PROBLEM ->
Transcribe each entry below exactly. Pictures do not go in the copy.

TASK INPUT ->
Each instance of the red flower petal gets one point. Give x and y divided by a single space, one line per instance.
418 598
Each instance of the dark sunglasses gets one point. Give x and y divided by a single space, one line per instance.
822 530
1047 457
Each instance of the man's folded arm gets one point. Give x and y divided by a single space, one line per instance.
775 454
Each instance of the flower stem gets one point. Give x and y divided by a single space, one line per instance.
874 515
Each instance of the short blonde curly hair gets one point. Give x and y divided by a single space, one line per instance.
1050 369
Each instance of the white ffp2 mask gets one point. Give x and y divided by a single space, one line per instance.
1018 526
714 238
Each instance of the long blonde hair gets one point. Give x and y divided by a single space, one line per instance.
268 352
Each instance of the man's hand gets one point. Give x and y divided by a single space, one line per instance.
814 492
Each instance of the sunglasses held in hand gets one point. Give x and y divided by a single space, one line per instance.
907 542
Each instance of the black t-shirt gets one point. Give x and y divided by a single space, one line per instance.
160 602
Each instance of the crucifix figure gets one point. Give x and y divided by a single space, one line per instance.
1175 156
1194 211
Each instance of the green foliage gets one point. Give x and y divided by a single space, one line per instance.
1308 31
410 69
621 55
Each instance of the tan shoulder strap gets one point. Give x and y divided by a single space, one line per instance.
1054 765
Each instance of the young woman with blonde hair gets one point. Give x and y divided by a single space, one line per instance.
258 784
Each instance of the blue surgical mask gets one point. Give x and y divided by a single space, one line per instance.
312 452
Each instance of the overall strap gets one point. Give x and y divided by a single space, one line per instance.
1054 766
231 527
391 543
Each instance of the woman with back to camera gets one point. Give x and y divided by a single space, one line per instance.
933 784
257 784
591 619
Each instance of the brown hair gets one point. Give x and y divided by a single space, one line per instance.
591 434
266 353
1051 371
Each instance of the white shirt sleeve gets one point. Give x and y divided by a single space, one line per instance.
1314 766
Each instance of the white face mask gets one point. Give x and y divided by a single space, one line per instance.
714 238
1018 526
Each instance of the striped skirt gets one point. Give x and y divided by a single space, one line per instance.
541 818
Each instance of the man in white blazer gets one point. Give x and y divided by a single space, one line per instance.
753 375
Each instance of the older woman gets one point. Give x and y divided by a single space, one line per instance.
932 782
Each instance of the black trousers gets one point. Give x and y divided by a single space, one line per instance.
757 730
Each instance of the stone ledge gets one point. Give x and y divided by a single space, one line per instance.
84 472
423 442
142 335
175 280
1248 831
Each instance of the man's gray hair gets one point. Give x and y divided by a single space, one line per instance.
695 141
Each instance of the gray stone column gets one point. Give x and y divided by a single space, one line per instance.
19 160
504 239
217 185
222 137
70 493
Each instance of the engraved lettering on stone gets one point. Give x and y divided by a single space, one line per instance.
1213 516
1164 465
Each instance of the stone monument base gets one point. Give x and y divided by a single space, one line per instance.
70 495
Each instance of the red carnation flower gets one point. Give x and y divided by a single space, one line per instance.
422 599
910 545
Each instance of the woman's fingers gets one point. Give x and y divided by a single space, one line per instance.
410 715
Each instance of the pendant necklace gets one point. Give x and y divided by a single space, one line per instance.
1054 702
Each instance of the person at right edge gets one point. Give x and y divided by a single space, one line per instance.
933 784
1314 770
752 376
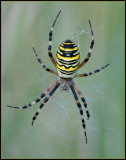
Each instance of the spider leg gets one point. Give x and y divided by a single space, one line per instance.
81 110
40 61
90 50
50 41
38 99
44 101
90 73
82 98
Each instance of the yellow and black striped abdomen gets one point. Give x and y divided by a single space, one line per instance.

TASK ANSWER ->
Each instance of the red flower petal gets one point. Give x and y divided by a single space, one line per instance.
418 598
Each instance of the dark sunglasses gets one point. Give x and y divided by a single space, one line per instance.
822 530
1047 457
Each instance of the man's folded arm gets one point. Give x and y divided by a single space, one line per instance.
775 454
Each instance of the flower stem gets one point. Give x and y divided by a single space, one line per instance.
874 515
Each instance of the short blonde curly hair gets one point. Give x and y divided by a single space, one line per instance.
1050 369
Each instance of the white ffp2 mask gets one point. Give x and y divided by a single space, one line per instance.
1018 526
714 238
Each instance of the long blonde hair gets one point. Give x and y divided by a single space, one line per instance.
268 352
Each instance of the man's hand gets one point. Give x and y divided by a single space, one line per instance.
814 492
Each instance of the sunglasses held in hand gets one point. Give x and y divided by a single space, one line per instance.
907 542
Each instance of the black t-shirt gets one point. Give x and y divided by a single space, one line per instance.
160 602
Each instance of the crucifix figure gets one point. Give x and y divided by a single space, one line per instance.
1175 156
1194 211
Each instance of the green foliage gets one point. Give x and y divided by a single space, one line per instance.
1308 31
410 69
621 55
Each instance of the tan shoulder strap gets one point. Give x and y divided by a single space, one line per instance.
1054 765
Each instance of the young woman with blonde hair gets one point. Give x and y divided by a single space, one line per instance.
258 784
Each instance of the blue surgical mask gets one point. Give x and y divided by a single space, one line per instance.
312 452
Each instance of the overall strap gets one point. Give x and y divided by a single space, one line per instance.
1054 766
231 527
391 543
Each instance of the woman with back to camera gets one point. Give x and y divided by a single space, one line per instance.
933 784
257 784
591 619
Each instance of the brown hair gets one point. Give x and y divided by a single space, one line per instance.
591 434
266 353
1051 371
Each instance of the white shirt sleeve gets one point. Give x and y divided by a single space, one line per instance.
1314 766
Each instance of the white face mask gets one point. Give x and y divided by a single space, one line per instance.
714 238
1018 526
Each instance of the striped skirt gets one point. Give x and y divided by a single space, one line per instance.
541 818
Each instance of the man in white blazer gets one point. Give x and y divided by a single space, one line per instance.
753 375
Each instance of the older woman gets one point. Give x and y divided by a single space, one line per instance.
932 782
Each instance of the black trousers gets one point. Give x and y divided by a single space, one line per instance.
757 730
Each instance of the stone ledge gets one point. Give x and y divided by a single space, one line per instance.
84 472
423 442
142 335
175 280
1248 831
Each instance of the man's gray hair gets one point. Give x and y divided by a single space, one line per instance.
695 141
Each instance of the gray stone column gets one point. Give x and y divided by a single space, one line per instance.
19 160
504 239
217 185
222 137
70 493
Each instance of the engraved lettering on stone gets one point. Give x and y divided by a single space, one line per instance.
1213 516
1164 465
Each instance of the stone monument base gets one point. Give x and y divided by a single space, one line per instance.
70 495
Each instance of the red carnation flower gets one point. Give x and y divided by a single space, one line per instance.
422 599
910 545
Each instance of the woman's fingers gets one point. Give x and y divided by a single space, one line per instance.
410 715
Each instance of the pendant necklace gets one point. Give x and y divided by a single space, one line per instance.
1054 702
Each instance of the person at right edge gets one point. Give x and y divided by a single space, one line per instance.
933 784
1314 770
752 376
Each instance of the spider leg gets one point. Give x and y divided by a single space, one line per instance.
81 110
40 61
90 50
50 41
38 99
44 101
90 73
82 98
Each instance of the yellow and black striped abdomen gets one point. Give x and y divided by a single space, one line per instance.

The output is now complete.